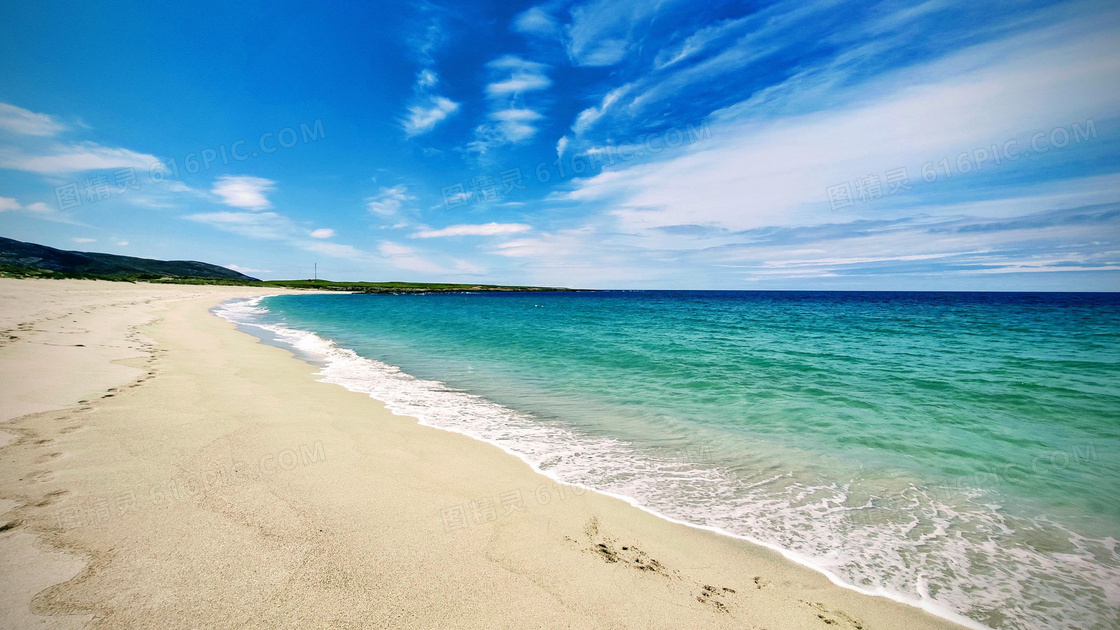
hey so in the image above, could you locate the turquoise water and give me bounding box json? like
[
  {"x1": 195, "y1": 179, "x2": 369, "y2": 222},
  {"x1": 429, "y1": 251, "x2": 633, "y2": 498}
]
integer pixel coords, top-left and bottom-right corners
[{"x1": 219, "y1": 291, "x2": 1120, "y2": 630}]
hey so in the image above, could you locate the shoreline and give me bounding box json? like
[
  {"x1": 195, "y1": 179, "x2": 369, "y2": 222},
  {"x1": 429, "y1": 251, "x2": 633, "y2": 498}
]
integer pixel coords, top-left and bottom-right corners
[
  {"x1": 221, "y1": 294, "x2": 986, "y2": 630},
  {"x1": 0, "y1": 279, "x2": 968, "y2": 629}
]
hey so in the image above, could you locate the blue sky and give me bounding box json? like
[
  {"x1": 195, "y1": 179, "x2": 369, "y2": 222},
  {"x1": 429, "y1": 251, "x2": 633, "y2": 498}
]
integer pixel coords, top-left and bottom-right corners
[{"x1": 0, "y1": 0, "x2": 1118, "y2": 290}]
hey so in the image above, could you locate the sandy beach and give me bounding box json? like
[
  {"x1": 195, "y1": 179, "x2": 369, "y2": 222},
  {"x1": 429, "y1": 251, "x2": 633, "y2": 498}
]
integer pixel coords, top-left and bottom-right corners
[{"x1": 0, "y1": 278, "x2": 967, "y2": 629}]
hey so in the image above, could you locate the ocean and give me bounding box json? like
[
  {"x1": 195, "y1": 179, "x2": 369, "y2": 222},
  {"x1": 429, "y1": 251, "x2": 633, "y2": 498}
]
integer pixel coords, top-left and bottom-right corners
[{"x1": 216, "y1": 290, "x2": 1120, "y2": 630}]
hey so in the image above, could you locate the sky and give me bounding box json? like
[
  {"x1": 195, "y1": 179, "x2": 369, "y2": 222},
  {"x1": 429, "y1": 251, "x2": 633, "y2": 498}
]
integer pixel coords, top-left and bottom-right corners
[{"x1": 0, "y1": 0, "x2": 1118, "y2": 290}]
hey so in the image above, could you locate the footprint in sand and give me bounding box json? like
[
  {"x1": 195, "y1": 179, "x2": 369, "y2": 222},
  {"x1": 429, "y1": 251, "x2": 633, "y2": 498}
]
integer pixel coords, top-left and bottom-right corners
[
  {"x1": 29, "y1": 470, "x2": 55, "y2": 483},
  {"x1": 804, "y1": 601, "x2": 865, "y2": 629},
  {"x1": 695, "y1": 584, "x2": 737, "y2": 614},
  {"x1": 582, "y1": 517, "x2": 675, "y2": 578},
  {"x1": 35, "y1": 489, "x2": 69, "y2": 507}
]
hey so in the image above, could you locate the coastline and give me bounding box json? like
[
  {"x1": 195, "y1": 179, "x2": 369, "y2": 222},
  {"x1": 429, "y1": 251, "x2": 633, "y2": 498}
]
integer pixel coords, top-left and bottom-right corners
[{"x1": 0, "y1": 279, "x2": 968, "y2": 629}]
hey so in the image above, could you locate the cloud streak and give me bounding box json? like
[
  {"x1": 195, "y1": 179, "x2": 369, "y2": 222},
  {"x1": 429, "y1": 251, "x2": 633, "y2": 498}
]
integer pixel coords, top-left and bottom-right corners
[
  {"x1": 412, "y1": 222, "x2": 531, "y2": 238},
  {"x1": 366, "y1": 185, "x2": 415, "y2": 217},
  {"x1": 0, "y1": 103, "x2": 67, "y2": 136},
  {"x1": 0, "y1": 142, "x2": 159, "y2": 174},
  {"x1": 211, "y1": 176, "x2": 276, "y2": 211}
]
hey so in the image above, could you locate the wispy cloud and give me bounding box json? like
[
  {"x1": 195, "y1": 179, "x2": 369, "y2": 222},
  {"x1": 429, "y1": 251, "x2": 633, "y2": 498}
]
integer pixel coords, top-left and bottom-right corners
[
  {"x1": 185, "y1": 211, "x2": 293, "y2": 240},
  {"x1": 565, "y1": 13, "x2": 1120, "y2": 234},
  {"x1": 401, "y1": 15, "x2": 460, "y2": 137},
  {"x1": 470, "y1": 56, "x2": 552, "y2": 153},
  {"x1": 378, "y1": 240, "x2": 484, "y2": 275},
  {"x1": 512, "y1": 5, "x2": 560, "y2": 37},
  {"x1": 366, "y1": 185, "x2": 415, "y2": 217},
  {"x1": 0, "y1": 197, "x2": 58, "y2": 215},
  {"x1": 484, "y1": 55, "x2": 552, "y2": 96},
  {"x1": 404, "y1": 89, "x2": 460, "y2": 137},
  {"x1": 309, "y1": 228, "x2": 335, "y2": 239},
  {"x1": 0, "y1": 103, "x2": 66, "y2": 136},
  {"x1": 413, "y1": 222, "x2": 531, "y2": 238},
  {"x1": 571, "y1": 84, "x2": 632, "y2": 136},
  {"x1": 565, "y1": 0, "x2": 680, "y2": 67},
  {"x1": 490, "y1": 226, "x2": 593, "y2": 258},
  {"x1": 652, "y1": 15, "x2": 751, "y2": 70},
  {"x1": 225, "y1": 263, "x2": 271, "y2": 274},
  {"x1": 187, "y1": 210, "x2": 378, "y2": 265},
  {"x1": 0, "y1": 142, "x2": 159, "y2": 174},
  {"x1": 211, "y1": 175, "x2": 276, "y2": 211}
]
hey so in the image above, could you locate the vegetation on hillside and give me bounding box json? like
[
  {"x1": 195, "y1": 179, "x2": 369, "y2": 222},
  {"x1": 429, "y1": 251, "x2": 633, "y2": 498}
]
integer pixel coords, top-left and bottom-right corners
[{"x1": 0, "y1": 265, "x2": 579, "y2": 293}]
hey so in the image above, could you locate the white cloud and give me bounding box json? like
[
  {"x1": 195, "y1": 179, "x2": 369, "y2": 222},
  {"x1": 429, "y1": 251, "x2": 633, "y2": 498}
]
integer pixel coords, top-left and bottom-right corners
[
  {"x1": 303, "y1": 241, "x2": 370, "y2": 260},
  {"x1": 0, "y1": 198, "x2": 53, "y2": 214},
  {"x1": 416, "y1": 69, "x2": 438, "y2": 89},
  {"x1": 211, "y1": 175, "x2": 276, "y2": 211},
  {"x1": 491, "y1": 108, "x2": 543, "y2": 142},
  {"x1": 402, "y1": 67, "x2": 460, "y2": 137},
  {"x1": 470, "y1": 109, "x2": 545, "y2": 152},
  {"x1": 72, "y1": 237, "x2": 95, "y2": 243},
  {"x1": 565, "y1": 0, "x2": 681, "y2": 67},
  {"x1": 484, "y1": 56, "x2": 551, "y2": 96},
  {"x1": 413, "y1": 222, "x2": 532, "y2": 238},
  {"x1": 490, "y1": 227, "x2": 594, "y2": 258},
  {"x1": 513, "y1": 6, "x2": 559, "y2": 37},
  {"x1": 225, "y1": 264, "x2": 270, "y2": 274},
  {"x1": 404, "y1": 95, "x2": 460, "y2": 137},
  {"x1": 556, "y1": 135, "x2": 570, "y2": 158},
  {"x1": 571, "y1": 84, "x2": 632, "y2": 136},
  {"x1": 366, "y1": 185, "x2": 415, "y2": 216},
  {"x1": 379, "y1": 241, "x2": 414, "y2": 257},
  {"x1": 187, "y1": 195, "x2": 414, "y2": 269},
  {"x1": 187, "y1": 209, "x2": 380, "y2": 264},
  {"x1": 399, "y1": 13, "x2": 459, "y2": 137},
  {"x1": 185, "y1": 211, "x2": 293, "y2": 240},
  {"x1": 652, "y1": 17, "x2": 749, "y2": 69},
  {"x1": 117, "y1": 241, "x2": 129, "y2": 246},
  {"x1": 373, "y1": 241, "x2": 485, "y2": 275},
  {"x1": 0, "y1": 103, "x2": 66, "y2": 136},
  {"x1": 0, "y1": 142, "x2": 159, "y2": 174},
  {"x1": 378, "y1": 241, "x2": 448, "y2": 273},
  {"x1": 470, "y1": 56, "x2": 552, "y2": 152}
]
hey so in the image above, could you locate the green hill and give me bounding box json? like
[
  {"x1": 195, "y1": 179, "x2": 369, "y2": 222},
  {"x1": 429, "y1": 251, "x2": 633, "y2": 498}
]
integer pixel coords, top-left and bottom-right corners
[
  {"x1": 0, "y1": 236, "x2": 258, "y2": 281},
  {"x1": 0, "y1": 236, "x2": 582, "y2": 292}
]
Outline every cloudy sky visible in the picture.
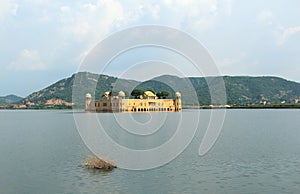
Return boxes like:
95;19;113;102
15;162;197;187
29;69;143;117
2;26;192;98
1;0;300;97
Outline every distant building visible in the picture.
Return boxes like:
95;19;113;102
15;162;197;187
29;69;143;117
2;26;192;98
12;104;26;109
25;101;35;107
260;101;267;105
45;99;74;106
45;99;64;105
85;91;182;112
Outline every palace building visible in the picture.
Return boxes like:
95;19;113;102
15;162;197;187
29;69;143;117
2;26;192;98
85;91;182;112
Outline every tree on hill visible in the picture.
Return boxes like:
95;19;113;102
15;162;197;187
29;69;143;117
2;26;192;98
131;89;144;99
156;91;169;99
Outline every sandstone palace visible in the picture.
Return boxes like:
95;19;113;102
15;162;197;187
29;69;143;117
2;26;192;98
85;90;182;112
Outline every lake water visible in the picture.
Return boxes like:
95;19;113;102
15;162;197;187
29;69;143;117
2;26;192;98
0;109;299;193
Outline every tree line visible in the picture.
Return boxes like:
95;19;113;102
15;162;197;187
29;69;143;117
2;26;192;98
130;89;170;99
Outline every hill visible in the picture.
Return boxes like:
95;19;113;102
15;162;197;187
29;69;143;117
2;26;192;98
0;95;23;105
23;72;300;107
223;76;300;104
24;72;139;106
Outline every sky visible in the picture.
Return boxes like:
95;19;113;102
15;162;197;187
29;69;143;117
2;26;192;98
0;0;300;97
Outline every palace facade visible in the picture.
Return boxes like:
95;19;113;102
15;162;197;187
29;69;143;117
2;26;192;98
85;91;182;112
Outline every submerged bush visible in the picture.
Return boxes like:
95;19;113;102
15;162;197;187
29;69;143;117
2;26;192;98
81;155;116;170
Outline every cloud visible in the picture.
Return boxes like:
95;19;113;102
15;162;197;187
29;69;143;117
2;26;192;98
59;0;223;44
257;10;274;25
223;0;233;16
277;26;300;45
3;0;237;74
59;0;139;43
8;49;47;71
25;0;49;4
217;52;249;74
0;1;18;20
143;3;160;20
255;10;300;46
60;5;71;13
160;0;219;31
10;3;18;16
54;0;234;54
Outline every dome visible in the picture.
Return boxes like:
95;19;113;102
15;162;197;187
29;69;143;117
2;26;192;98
118;91;125;97
144;91;156;97
103;91;110;99
85;93;92;98
175;92;181;98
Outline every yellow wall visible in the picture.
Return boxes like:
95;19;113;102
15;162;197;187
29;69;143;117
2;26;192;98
86;98;182;112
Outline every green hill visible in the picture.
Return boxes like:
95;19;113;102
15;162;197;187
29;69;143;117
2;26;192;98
24;72;139;106
0;95;23;105
23;72;300;107
223;76;300;104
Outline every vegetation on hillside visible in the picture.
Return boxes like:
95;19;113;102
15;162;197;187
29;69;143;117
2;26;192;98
22;72;300;107
0;95;23;105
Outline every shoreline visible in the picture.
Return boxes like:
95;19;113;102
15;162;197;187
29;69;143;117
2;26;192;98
1;105;300;110
183;104;300;109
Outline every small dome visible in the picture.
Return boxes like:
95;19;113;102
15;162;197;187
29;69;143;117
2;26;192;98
175;92;181;98
86;93;92;98
103;91;110;99
144;91;156;97
118;91;125;97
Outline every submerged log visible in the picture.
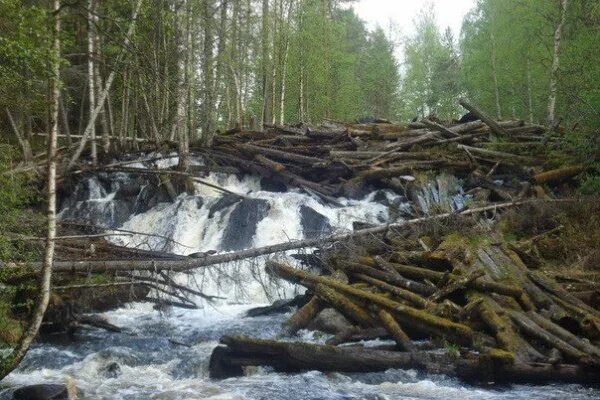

■ ■ ■ ■ ■ ■ ■

◆ Instructions for the task
Which lines of the listing contain the word "submerged"? Copy each of them.

◆ Answer section
Outline every submerged bush visible in the picture.
Outline every submerged log visible in the picture.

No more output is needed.